About this task = The answer must be an exact copy of the listing below.

Input data =
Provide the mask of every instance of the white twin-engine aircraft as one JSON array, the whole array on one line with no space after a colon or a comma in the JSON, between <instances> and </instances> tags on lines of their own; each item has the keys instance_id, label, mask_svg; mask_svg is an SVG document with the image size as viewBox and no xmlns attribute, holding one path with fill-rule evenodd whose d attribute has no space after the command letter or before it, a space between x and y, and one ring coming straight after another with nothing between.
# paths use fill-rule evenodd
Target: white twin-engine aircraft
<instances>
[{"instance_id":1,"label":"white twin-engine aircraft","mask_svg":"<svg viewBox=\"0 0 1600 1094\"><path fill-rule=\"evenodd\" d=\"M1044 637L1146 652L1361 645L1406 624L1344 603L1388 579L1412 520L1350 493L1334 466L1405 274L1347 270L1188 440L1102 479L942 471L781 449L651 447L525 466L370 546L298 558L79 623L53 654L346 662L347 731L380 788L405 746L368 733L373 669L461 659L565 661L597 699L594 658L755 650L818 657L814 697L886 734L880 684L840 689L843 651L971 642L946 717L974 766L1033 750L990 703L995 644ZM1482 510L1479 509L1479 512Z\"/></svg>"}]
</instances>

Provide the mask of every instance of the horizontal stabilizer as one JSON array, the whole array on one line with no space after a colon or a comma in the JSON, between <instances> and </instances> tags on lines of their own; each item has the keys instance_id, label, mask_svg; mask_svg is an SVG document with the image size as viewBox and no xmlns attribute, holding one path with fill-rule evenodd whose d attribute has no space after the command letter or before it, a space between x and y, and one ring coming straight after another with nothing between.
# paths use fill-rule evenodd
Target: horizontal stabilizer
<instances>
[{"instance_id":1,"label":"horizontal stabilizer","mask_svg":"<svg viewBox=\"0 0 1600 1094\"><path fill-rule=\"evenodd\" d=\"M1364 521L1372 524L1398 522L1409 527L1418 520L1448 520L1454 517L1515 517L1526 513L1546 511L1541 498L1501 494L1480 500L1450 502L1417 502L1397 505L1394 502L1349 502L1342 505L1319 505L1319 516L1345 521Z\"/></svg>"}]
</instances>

Solution for this problem =
Provide the mask of every instance of the white twin-engine aircraft as one JSON array, the whole array on one line with no space after a colon or a comma in the JSON, between <instances> and </instances> tags on lines of their own; each item has the keys instance_id, label, mask_svg; mask_svg is an SVG document with the image size as viewBox and no xmlns attribute, holding one path with fill-rule evenodd whose d attribute has no space after the command letter or before it, a space between x and y, and one ring coming straight after another with nothing between.
# paths use fill-rule evenodd
Target: white twin-engine aircraft
<instances>
[{"instance_id":1,"label":"white twin-engine aircraft","mask_svg":"<svg viewBox=\"0 0 1600 1094\"><path fill-rule=\"evenodd\" d=\"M1044 637L1146 652L1361 645L1406 624L1344 603L1388 579L1412 520L1350 493L1334 466L1405 274L1347 270L1188 440L1102 479L942 471L781 449L651 447L525 466L370 546L298 558L79 623L53 654L346 662L347 731L380 788L405 746L368 733L373 669L461 659L565 661L597 699L594 658L755 650L818 657L814 697L886 734L880 684L840 689L843 651L971 642L946 717L974 766L1033 750L990 703L995 644ZM1482 510L1479 509L1479 512Z\"/></svg>"}]
</instances>

Provide the mask of every instance of the horizontal stabilizer as one JSON array, the whole array on one line with no space after a colon or a comma in the JSON, between <instances> and </instances> tags on lines of their own; each item has the keys instance_id, label, mask_svg; mask_svg is an SVG document with the image size as viewBox and no xmlns attribute, holding one path with fill-rule evenodd whose d attribute has no space after the command letter or before it, a space between x and y, and one ring coming straight after another with nothing between.
# paths use fill-rule evenodd
Target: horizontal stabilizer
<instances>
[{"instance_id":1,"label":"horizontal stabilizer","mask_svg":"<svg viewBox=\"0 0 1600 1094\"><path fill-rule=\"evenodd\" d=\"M1364 521L1372 524L1398 522L1409 527L1418 520L1448 520L1454 517L1515 517L1526 513L1546 511L1541 498L1501 494L1480 500L1450 502L1417 502L1397 505L1394 502L1349 502L1342 505L1319 505L1319 516L1345 521Z\"/></svg>"}]
</instances>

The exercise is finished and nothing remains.